— Start of Listed entries —

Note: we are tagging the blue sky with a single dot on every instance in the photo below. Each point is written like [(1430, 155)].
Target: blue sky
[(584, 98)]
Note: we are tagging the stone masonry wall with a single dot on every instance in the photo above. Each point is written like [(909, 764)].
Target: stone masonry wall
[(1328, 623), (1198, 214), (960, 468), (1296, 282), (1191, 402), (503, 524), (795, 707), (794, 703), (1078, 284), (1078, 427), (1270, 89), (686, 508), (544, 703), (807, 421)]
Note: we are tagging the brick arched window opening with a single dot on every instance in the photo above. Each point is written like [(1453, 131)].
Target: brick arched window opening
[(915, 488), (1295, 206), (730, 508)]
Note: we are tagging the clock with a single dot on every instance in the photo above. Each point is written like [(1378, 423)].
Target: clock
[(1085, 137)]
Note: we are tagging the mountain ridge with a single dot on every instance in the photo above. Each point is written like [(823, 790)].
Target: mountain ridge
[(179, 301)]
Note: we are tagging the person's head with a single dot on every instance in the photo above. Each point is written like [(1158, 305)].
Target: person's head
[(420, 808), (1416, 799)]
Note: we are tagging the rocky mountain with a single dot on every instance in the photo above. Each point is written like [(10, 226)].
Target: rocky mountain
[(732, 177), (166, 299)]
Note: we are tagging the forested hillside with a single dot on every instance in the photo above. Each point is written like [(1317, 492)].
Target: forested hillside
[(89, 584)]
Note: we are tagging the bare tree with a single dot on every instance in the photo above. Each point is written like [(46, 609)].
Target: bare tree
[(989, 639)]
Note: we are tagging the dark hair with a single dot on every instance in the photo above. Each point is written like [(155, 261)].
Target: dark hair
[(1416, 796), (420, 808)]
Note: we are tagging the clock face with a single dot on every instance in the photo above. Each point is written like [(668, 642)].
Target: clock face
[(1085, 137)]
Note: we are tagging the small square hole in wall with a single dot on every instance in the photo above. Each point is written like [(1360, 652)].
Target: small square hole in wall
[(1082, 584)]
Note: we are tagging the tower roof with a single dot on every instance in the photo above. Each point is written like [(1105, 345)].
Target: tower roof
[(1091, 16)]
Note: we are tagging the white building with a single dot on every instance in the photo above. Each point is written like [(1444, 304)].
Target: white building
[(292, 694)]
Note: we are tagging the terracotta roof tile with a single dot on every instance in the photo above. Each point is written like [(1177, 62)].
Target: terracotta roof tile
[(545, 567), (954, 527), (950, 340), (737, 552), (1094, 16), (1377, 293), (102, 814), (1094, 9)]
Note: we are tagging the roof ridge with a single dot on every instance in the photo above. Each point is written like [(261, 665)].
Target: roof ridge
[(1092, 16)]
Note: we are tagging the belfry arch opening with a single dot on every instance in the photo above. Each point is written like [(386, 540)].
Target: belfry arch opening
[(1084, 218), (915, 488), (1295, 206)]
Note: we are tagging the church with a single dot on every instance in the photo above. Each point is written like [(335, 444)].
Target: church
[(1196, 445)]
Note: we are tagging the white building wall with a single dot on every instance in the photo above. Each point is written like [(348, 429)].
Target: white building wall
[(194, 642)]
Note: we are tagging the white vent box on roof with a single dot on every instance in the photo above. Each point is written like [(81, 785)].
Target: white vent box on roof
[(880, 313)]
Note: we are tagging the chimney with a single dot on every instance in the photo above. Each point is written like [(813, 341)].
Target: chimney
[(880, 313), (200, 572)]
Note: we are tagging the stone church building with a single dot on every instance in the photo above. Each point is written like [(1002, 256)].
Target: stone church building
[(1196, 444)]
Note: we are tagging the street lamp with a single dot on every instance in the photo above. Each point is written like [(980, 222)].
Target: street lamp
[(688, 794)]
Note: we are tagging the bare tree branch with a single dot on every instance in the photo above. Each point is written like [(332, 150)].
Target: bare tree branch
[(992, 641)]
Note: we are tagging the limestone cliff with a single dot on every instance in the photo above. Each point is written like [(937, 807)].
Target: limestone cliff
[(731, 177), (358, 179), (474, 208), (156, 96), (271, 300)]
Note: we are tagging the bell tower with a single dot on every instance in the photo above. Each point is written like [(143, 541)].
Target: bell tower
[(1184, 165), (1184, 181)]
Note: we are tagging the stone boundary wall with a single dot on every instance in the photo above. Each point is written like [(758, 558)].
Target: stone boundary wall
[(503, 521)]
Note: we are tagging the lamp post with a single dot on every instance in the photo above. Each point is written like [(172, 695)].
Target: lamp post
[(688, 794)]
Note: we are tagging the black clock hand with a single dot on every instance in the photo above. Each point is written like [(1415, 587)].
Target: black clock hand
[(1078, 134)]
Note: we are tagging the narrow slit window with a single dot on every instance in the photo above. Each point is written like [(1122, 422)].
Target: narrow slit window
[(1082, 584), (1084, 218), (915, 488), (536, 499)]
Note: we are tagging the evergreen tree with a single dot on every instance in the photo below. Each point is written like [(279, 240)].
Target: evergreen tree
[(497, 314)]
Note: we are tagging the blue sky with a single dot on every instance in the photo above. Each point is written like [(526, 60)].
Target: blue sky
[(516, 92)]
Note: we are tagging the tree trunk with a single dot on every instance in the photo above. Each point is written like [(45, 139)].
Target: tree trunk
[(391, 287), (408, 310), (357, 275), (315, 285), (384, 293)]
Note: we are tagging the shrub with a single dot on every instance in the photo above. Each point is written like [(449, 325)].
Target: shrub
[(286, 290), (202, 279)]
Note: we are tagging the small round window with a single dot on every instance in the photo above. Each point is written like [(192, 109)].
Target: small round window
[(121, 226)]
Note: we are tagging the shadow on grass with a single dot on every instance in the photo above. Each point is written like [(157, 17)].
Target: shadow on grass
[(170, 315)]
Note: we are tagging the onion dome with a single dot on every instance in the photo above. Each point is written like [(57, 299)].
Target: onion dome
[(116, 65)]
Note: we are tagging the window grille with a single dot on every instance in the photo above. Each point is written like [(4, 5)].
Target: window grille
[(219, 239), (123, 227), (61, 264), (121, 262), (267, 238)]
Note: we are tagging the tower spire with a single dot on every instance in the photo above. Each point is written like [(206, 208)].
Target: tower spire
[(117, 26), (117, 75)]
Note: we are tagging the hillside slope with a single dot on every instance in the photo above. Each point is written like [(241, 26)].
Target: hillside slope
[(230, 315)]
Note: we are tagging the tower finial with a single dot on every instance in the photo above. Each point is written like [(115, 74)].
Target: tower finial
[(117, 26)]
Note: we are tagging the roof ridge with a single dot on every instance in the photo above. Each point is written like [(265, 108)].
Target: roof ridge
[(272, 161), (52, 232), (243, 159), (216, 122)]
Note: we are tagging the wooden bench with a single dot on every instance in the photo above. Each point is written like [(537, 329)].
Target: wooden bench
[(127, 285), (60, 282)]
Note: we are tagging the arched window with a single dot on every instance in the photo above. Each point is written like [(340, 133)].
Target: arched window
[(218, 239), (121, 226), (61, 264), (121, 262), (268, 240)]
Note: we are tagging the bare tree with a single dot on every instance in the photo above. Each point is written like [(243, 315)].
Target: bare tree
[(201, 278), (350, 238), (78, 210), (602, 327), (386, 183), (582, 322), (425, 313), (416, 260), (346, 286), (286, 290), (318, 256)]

— End of Listed entries —

▶ **Task description**
Rewrite all of the records above, swapping "dot" for "mark" wherever it occurs and leaving everything else unchanged.

▶ **Response**
Note: we are tagging the blue sky with a single mark on every instance in the photo below. Each point is written like [(1430, 155)].
Target: blue sky
[(584, 98)]
Note: we are tagging the stone masonry wall with a single mark on every instance in the photo above. Each point is written like [(909, 764)].
Target: stone masonry wall
[(1328, 623), (1198, 214), (960, 468), (1296, 282), (1191, 402), (503, 524), (795, 707), (794, 703), (1078, 284), (1078, 427), (1270, 89), (686, 508), (544, 703), (807, 421)]
Note: we are tagging the brick arched window opening with a single mark on every instance in the photo above. Each point is written like [(1453, 131)].
Target: brick arched window opening
[(915, 488), (1295, 206), (730, 508)]
Note: we are tagging the clock with a single mark on every instance in the photo above. Each point is written like [(1378, 423)].
Target: clock
[(1085, 137)]
Note: we are tagging the mountain ridge with a single mark on every instance in the photo above. Each point is written like [(823, 790)].
Target: mountain ridge
[(179, 301)]
Note: we are tagging the person's head with a single mark on every instance in the photo above. Each point is written like [(1158, 305)].
Target: person's head
[(420, 808), (1416, 799)]
Note: we are tagging the rocky mountain with a single mark on every instance in the photo above. Each point is written like [(10, 226)].
Target: rocky mountain
[(732, 177), (166, 299)]
Note: we are tagging the forested hillside with a single mark on every instance in the photo above. Each point is written like [(1317, 492)].
Target: forested hillside
[(89, 584)]
Note: we are tagging the bare tree with a single mark on every instance in the photo above. Each point is written like [(46, 609)].
Target: bare tree
[(989, 639)]
Note: we are tagging the dark hair with a single mark on every instance in the photo above. Each point is written like [(155, 261)].
Target: dark hair
[(1416, 796), (420, 808)]
Note: we are tagging the clock face with a single mark on every instance in the photo above. Each point is written like [(668, 642)].
Target: clock face
[(1085, 137)]
Note: we are tagging the small square hole in wall with a single mark on every instance in the photo above. Each point is written like [(1360, 652)].
Target: small square hole in wall
[(1082, 584)]
Note: we are tagging the tower roof with a single mark on every instance in the photo above. Each point is written like [(1105, 345)].
Target: tower roof
[(1091, 16)]
Note: we are tagging the white building with a single mark on every instance in the photo above. Each point is written like [(1444, 304)].
Target: white building
[(292, 694)]
Note: we are tagging the terracotta roof tile with a single mark on every instance in the photo above. Each point is written like [(1177, 62)].
Target: terracotta roof tile
[(545, 567), (954, 527), (950, 340), (737, 552), (1094, 16), (1377, 293), (102, 814), (1094, 9)]
Note: we are tagging the roof ridge with a single mark on every instance in the photo above. Each point is written like [(261, 665)].
Target: roof ridge
[(1092, 16)]
Note: we are tagging the belfry arch opening with a single mark on every instance in the photo above. Each point is written like [(386, 540)].
Target: belfry arch opening
[(1084, 218), (915, 488), (1295, 206)]
Note: we are tagging the church with a single mark on every instance in the photo above. Each point is written like [(335, 444)].
Target: church
[(1196, 445)]
Note: we are tagging the white building wall with a single mark on every instance in the photo above. Each point is written like [(348, 429)].
Target: white building wall
[(194, 642)]
Note: we are tagging the white vent box on roof with a single mark on every instance in the photo above. Each point is written like [(81, 785)].
Target: white vent box on roof
[(880, 313)]
Note: we are tagging the chimney with a single mark on every instance in the photo above. Each point is written like [(813, 341)].
Target: chimney
[(880, 313), (200, 572)]
Note: we are tagging the stone church building with a single mark on every instance in the photo above. Each point is written like [(1002, 256)].
Target: stone church building
[(1196, 444)]
Note: we are tagging the street lamp with a single mark on every instance in the photo above. Each point is written like [(980, 222)].
Target: street lamp
[(688, 794)]
Note: we are tagging the bare tree branch with a single mark on every instance in the photo above. Each point is written like [(332, 150)].
Target: bare tree branch
[(992, 641)]
Note: we are tagging the limestone cliff with a single mark on every instance in the photo above. Each point is written like [(937, 807)].
Target: limestone cliff
[(731, 177), (358, 179), (474, 208), (156, 96), (271, 300)]
Note: we are tagging the bell tower with a single mark on every instance in the photo above. Each point is written like [(143, 541)].
Target: bell tower
[(1184, 165), (1184, 181)]
Note: we are tagging the stone boundary wall with a single mark on every instance in the photo above. Each point is written like [(758, 558)].
Target: stone boundary wall
[(503, 521)]
Note: we are tagging the lamp post with a single mark on every instance in the photo above. Each point is written like [(172, 695)].
Target: lamp post
[(688, 794)]
Note: we are tagging the black clock hand with a single mark on every instance in the photo above. Each point is written like [(1415, 587)].
Target: black clock hand
[(1078, 134)]
Note: we are tagging the narrow slit window with a single mark on every instance in the photo above. Each point is written like [(1122, 422)].
Target: narrow slit window
[(1082, 584), (1084, 218), (915, 488), (536, 499)]
Note: we are tagging the evergreen tree with a single mark on every instance in the photo below. Each point is written like [(279, 240)].
Target: evergreen tree
[(497, 314)]
Note: we are tagging the blue sky with a single mark on every instance in the photo above. Each point is written like [(526, 60)].
Target: blue sky
[(516, 92)]
Note: we are tagging the tree trunk with a single mark on every instance in the photo above. Each point is written like [(45, 139)].
Target: tree trunk
[(391, 287), (408, 310), (357, 275), (315, 285), (384, 293)]
Note: we are tagging the shrub with a single mark on every instance in the photo above. Each point is written like [(449, 325)].
Target: shrub
[(286, 290), (202, 279)]
Note: we are tagging the small round window with a single mark on every instance in the photo above. Each point is written like [(192, 109)].
Target: small round window
[(121, 226)]
Note: we are tagging the shadow on grass with a single mark on every instance in the photo above. Each point is written like [(157, 17)].
Target: shadow on grass
[(170, 315)]
Note: we are tagging the onion dome with a single mark on every instance in the photo above. Each point is written like [(57, 299)].
Target: onion dome
[(116, 65)]
Note: we are tagging the window grille with a single mark on every instance in the photo above. Each point is written like [(4, 5)].
Target: window grille
[(219, 239), (123, 227), (61, 264), (121, 262), (267, 238)]
Note: we are tagging the tower spire with a single mark on every instance in the photo above. Each point is written like [(206, 208)].
Target: tower spire
[(117, 26), (117, 75)]
Note: we are tagging the hillside slope with a single mark on every instance in the photo above. Each point is written like [(241, 26)].
Target: hillside slope
[(230, 315)]
Note: we are tagging the tower finial with a single mark on every instance in the photo above. Each point is written like [(115, 74)].
Target: tower finial
[(117, 26)]
Note: we are tagging the roof ridge with a single mark on every instance in the photo above. Each point is written like [(265, 108)].
Target: roof ridge
[(272, 161), (52, 232), (243, 159), (216, 122)]
Note: we are tagging the wooden bench with a single mark on every instance in the photo above. Each point is written like [(537, 329)].
Target: wooden bench
[(127, 285), (60, 282)]
Note: we are tagging the arched window with a single mark on every instance in the photo above. Each point is written like [(340, 133)].
Target: arched window
[(218, 239), (121, 226), (61, 264), (121, 262), (268, 240)]
Note: we are tagging the bare tree with a single mark on every instance in the photo above. Each point is written like [(243, 315)].
Target: bare tree
[(201, 278), (350, 238), (78, 210), (602, 327), (386, 183), (582, 322), (425, 313), (416, 260), (346, 286), (286, 290), (318, 256)]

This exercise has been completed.